*Work to complete*. What lines of the data hold the string "Target"? Copy them all.

Input material Start Marker

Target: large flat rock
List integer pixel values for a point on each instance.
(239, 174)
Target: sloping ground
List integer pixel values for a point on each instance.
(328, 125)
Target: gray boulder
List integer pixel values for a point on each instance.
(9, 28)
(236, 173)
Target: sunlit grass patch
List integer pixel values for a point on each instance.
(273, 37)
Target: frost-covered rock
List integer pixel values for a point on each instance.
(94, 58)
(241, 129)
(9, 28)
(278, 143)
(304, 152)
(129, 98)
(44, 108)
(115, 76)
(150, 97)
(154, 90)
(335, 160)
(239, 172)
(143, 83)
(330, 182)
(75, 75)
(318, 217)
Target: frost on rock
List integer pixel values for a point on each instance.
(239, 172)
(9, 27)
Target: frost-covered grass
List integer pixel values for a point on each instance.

Input material End Marker
Input material Start Marker

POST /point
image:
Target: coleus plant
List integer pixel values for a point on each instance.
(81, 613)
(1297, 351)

Input material End Marker
Input material Start Marker

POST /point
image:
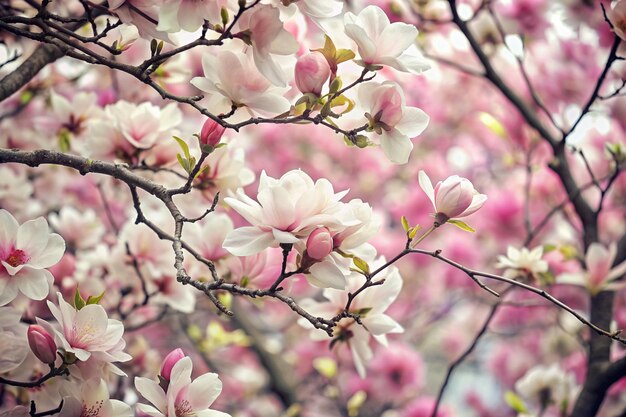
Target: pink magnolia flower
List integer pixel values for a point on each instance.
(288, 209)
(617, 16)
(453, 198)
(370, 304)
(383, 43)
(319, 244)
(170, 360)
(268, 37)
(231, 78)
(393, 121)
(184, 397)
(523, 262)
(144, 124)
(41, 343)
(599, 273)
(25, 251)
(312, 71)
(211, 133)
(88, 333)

Input material End Marker

*Output of the exercise*.
Target: large flat rock
Target: sloping ground
Target: gray boulder
Target: sunlit grass patch
Target: frost-covered rock
Target: frost on rock
Target: frost-covered grass
Target: coleus plant
Target: pink magnolia flower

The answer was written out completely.